Supplied passage Block Start

Construction workers discover 11.2-pound mammoth tooth estimated to have been lying underground since the last Ice Age for more than 20,000 years

An Iowa construction worker made a ‘once in a lifetime’ discovery when he found a massive wooly mammoth tooth while working on a community college site, crediting his two sons and their love of dinosaurs for giving him the knowledge to identify the fossil.

Father-of-two Justin Blauwet happened across the rare remnant on March 4 while performing construction observation for the company he works for, DGR Engineering, on property owned by Northwest Iowa Community College in Sheldon, DNG said in a news release.

Blauwet spotted the 11.2-pound woolly mammoth tooth laying on the ground, clearly exposed during excavation and said he was able to identify the tooth because of his interest in fossils and pre-historic animals.

The woolly mammoth roamed the icy tundra of Europe and North America for 140,000 years, disappearing at the end of the Pleistocene period, 10,000 years ago.

They are one of the best understood prehistoric animals known to science because their remains are often not fossilized but frozen and preserved.

Justin Blauwet (pictured) made a ‘once-in-a-lifetime’ discovery while performing construction observation on a lift station project for DGR Engineering

The massive molar measures 11 inches by 7 inches by 4 inches and weighs in at 11.2 pounds

In fact the father credited his two sons, who have grown to have a huge interest in dinosaurs, with helping with the find.

‘I’m a ‘nerd’ like that,’ he joked.

The massive molar measures 11 inches by 7 inches by 4 inches and weighs in at 11.2 pounds.

‘This is an upper 3rd molar, probably a right. Based on the degree of wear, this animal was probably in its early 30s when it died,’ Chris Widga, Head Curator at East Tennessee State University, said.

The tooth is estimated to have been underground since the Last Glacial Maximum over 20,000 years.

According to Tiffany Adrain, Paleontology Repository Instructor at the University of Iowa, finding the tooth in such good condition was ‘lucky’

‘While discovery of mammoth remains is not uncommon in Iowa, once the bones and teeth are out in the open, they can fall apart and disappear quickly because they are not completely fossilized. This was a lucky find,’ she said.

The tooth (pictured) is estimated to have been underground since the Last Glacial Maximum over 20,000 years

The woolly mammoth roamed the icy tundra of Europe and North America for 140,000 years, disappearing at the end of the Pleistocene period, 10,000 years ago.

Supplied passage Block End
Input data Block Start

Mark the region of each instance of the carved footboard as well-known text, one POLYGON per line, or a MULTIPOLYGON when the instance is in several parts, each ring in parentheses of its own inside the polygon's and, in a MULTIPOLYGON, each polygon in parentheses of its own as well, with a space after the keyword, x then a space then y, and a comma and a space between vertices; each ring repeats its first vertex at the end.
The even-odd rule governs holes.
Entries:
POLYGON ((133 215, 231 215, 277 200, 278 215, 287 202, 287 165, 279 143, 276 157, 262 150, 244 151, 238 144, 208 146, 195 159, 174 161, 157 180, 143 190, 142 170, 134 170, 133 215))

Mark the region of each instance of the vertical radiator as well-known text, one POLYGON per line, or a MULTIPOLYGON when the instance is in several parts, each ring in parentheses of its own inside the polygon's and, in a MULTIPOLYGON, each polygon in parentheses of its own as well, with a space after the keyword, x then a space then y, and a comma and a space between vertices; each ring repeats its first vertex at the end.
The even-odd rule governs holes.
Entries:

Input data Block End
Input data Block Start

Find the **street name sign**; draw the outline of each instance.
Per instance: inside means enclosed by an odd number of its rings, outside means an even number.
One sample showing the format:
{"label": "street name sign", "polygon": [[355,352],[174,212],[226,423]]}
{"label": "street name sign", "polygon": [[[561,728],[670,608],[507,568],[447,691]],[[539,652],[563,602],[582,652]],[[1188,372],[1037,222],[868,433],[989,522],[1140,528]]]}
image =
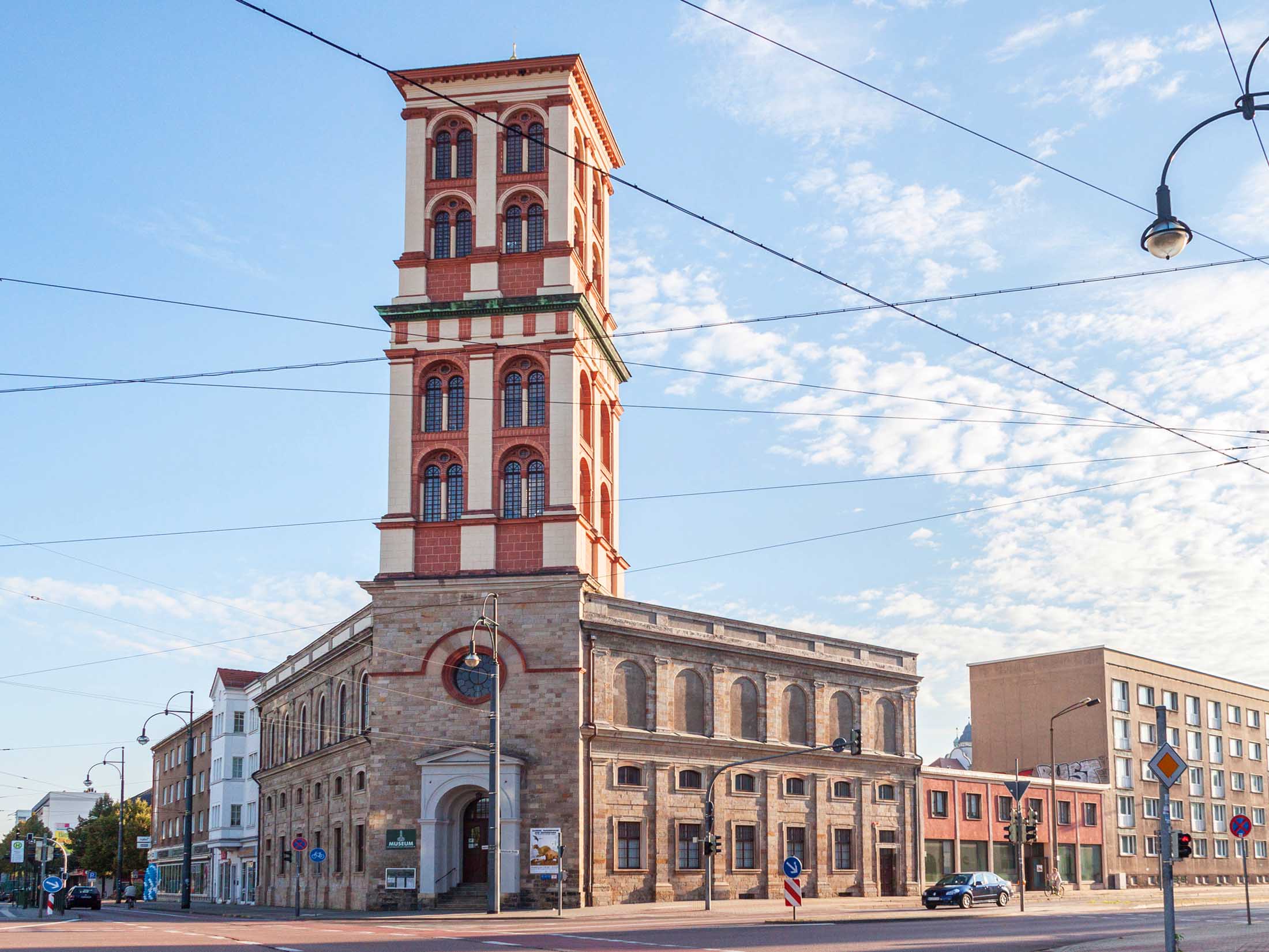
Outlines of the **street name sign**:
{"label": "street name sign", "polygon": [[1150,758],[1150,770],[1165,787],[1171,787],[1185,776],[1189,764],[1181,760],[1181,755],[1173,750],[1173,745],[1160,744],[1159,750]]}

Input data Block End

● Work task 1:
Translate this sentence from the mammoth tooth article into Spanish: "The massive molar measures 11 inches by 7 inches by 4 inches and weighs in at 11.2 pounds."
● Work task 2:
Proceed with the mammoth tooth article, picking up after its final sentence.

● Exercise answer 1:
El enorme molar mide 11 pulgadas por 7 pulgadas por 4 pulgadas y pesa 11,2 libras.

● Exercise answer 2:
Although Blauwet was the one to discover it, the tooth belongs to NCC, who plans to donate it to the Sheldon Prairie Museum, where it will be displayed and housed.

‘NCC already has many connections with its communities forged throughout the past half-century. When Blauwet discovered this woolly mammoth tooth, it uncovered an even deeper connection — one that now ties our campus property way back to the prehistoric era of the retreating glaciers,’ NCC President Dr. John Hartog said in a statement.

The discovery comes as Dallas-based technology firm Colossal Biosciences is working to resurrect the long-extinct woolly mammoth using preserved DNA from frozen fossils.

Colossal launched last September with $15 million in seed funding, but has since raised another $60 million from a group of star-studded venture capitalists, including Paris Hilton and billionaire ‘Jurassic World’ producer Thomas Tull.

George Church, co-founder of Colossal Biosciences and a Harvard University geneticist, likened mammoths to the ‘cuddle version of a velociraptor.’

‘They’re vegetarian, they’re not threatening,’ he said in a call announcing the funding round attended by Fortune.

“I’m all in on mammoths,” co-Founder Ben Lamm said in the same virtual meeting, sitting in front of a bookshelf lined with a number of models of the prehistoric creature.

The company plans on using mammoth DNA that has been frozen in ice for thousands of years and combining it with modern-day genetic material from Asian elephants in order to create a hybrid animal that most closely resembles the extinct creature.

Through the creation of ‘Arctic elephants,’ as Church refers to them, the company aims to help slow climate change and offer a gold mine of research opportunities in fields like genetics and genome editing.

Key to the company’s climate change ambitions is its plan to restore permafrost across tundras on multiple continents.

Because of their size, mammoths would consistently stomp down new layers of snow, insulating the ground and allowing permafrost to stay frozen. Under the current rate of atmospheric warming, these areas are melting and releasing carbon dioxide that’s harmful to the environment.

The creatures would also knock down trees and clear a path for other large animals to continue packing down the snow, which could transform whole forests into grassland – which Church says is more efficient at photosynthesis and sequestering carbon.

“We’re making the path to de-extinction and species preservation a reality by bringing the planet one step closer to reversing the downward trend of ecosystem degradation and the staggering loss of biodiversity through cutting edge genetic tools,” Lamm said in a statement to Fortune.